(Records from a data collection)
** start **
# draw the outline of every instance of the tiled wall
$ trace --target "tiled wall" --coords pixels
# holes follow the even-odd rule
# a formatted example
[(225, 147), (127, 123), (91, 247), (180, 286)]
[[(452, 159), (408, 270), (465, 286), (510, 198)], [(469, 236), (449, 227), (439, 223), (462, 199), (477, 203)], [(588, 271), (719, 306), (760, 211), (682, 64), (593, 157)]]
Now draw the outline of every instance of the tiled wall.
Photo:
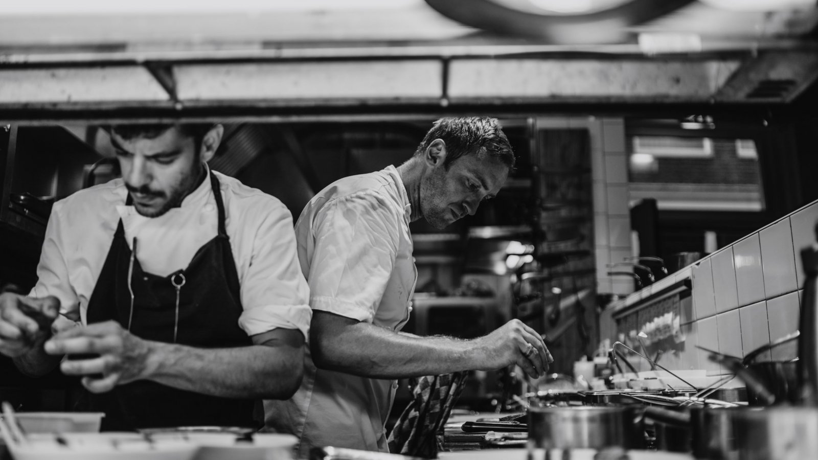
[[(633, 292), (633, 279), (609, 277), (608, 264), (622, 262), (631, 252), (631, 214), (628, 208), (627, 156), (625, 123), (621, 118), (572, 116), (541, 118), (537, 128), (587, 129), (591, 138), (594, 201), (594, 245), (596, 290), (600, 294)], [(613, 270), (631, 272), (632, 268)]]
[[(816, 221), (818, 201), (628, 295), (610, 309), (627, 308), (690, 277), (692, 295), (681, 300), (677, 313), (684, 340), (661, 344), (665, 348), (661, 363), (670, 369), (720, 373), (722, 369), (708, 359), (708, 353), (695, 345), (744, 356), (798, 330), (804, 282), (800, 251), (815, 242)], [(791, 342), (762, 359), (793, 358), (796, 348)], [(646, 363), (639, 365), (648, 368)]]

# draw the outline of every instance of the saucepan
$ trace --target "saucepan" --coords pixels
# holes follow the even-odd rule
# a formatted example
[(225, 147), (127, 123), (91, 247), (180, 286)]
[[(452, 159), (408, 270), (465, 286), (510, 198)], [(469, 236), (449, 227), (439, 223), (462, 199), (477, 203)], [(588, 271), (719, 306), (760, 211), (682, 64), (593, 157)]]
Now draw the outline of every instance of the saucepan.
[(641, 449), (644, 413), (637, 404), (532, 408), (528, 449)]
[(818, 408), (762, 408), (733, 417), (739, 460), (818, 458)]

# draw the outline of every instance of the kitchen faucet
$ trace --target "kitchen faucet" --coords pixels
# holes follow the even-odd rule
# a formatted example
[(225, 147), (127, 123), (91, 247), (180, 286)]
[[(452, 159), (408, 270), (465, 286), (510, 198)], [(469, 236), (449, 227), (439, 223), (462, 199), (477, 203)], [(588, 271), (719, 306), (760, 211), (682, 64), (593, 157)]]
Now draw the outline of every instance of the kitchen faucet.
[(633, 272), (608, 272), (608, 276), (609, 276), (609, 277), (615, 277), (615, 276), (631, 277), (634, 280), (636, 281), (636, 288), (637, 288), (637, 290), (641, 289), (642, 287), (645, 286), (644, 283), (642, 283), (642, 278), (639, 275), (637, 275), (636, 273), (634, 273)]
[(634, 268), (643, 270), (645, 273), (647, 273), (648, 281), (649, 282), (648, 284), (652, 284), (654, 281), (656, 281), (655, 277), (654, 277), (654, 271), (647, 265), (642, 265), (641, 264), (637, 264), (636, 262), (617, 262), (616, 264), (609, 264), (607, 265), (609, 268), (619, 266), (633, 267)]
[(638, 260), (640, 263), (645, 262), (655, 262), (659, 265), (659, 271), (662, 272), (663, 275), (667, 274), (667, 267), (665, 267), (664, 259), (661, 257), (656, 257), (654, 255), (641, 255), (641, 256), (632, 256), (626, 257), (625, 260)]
** end **
** start **
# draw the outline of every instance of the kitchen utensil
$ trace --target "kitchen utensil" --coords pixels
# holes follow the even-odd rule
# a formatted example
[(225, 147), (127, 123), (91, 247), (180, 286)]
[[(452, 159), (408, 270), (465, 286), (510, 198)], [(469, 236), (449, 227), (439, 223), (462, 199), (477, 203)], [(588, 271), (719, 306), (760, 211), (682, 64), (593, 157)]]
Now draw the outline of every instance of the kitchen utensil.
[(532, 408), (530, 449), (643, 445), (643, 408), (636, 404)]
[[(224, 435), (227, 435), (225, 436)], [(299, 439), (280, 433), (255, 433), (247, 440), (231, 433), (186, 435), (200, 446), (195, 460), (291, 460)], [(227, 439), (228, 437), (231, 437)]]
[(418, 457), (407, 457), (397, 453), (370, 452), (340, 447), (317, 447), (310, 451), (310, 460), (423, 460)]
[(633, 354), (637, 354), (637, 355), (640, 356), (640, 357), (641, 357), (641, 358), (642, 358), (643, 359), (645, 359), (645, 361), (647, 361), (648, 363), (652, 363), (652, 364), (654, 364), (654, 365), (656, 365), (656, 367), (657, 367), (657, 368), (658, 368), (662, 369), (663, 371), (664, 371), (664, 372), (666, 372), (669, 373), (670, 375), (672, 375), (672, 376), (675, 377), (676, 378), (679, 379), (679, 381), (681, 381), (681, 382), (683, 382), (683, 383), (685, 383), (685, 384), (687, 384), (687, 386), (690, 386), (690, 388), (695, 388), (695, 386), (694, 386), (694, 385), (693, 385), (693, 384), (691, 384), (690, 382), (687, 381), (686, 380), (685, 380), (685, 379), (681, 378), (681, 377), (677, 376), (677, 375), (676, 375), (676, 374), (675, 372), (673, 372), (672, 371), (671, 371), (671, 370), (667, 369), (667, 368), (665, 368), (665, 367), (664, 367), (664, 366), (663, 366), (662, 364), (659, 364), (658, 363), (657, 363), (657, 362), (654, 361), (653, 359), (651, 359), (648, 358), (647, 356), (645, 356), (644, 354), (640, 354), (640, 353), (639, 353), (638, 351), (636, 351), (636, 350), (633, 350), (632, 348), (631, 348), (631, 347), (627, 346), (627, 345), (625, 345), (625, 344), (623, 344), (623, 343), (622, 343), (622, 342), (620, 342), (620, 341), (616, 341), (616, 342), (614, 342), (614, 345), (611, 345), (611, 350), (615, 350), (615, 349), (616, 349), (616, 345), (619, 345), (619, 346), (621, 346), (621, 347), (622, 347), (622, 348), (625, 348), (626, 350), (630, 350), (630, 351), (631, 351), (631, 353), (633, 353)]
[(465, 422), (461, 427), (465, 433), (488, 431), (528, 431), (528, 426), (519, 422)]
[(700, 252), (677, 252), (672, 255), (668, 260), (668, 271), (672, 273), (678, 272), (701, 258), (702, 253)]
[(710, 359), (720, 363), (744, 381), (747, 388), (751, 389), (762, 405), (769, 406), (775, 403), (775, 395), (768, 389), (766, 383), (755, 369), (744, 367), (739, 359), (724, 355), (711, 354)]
** end **
DESCRIPTION OF THE TASK. Copy the lines of the listing beginning at the line that has "# draw the outline of every instance of the kitchen utensil" and stopping after the line that has "460), (423, 460)]", with the requests kept as they are. Increase every number in the answer outline coordinates by 142.

RESPONSE.
# draw the outline of every instance of the kitchen utensil
$ trace --target "kitchen utensil" --coords pixels
# holes follow the even-odd rule
# a formatted example
[(225, 147), (127, 123), (91, 247), (180, 286)]
[[(452, 159), (408, 270), (465, 286), (510, 198)], [(469, 236), (449, 227), (439, 223), (462, 199), (477, 203)], [(588, 271), (719, 306), (760, 211), (682, 64), (593, 157)]]
Now draw the outline of every instance of the kitchen utensil.
[(674, 550), (672, 591), (785, 587), (785, 550), (778, 546)]
[[(366, 577), (369, 577), (367, 578)], [(441, 581), (422, 575), (397, 575), (389, 582), (373, 575), (328, 577), (342, 588), (337, 602), (433, 602)], [(369, 581), (370, 579), (373, 579)]]
[(560, 599), (549, 599), (539, 595), (512, 594), (482, 589), (459, 589), (452, 593), (452, 602), (565, 602)]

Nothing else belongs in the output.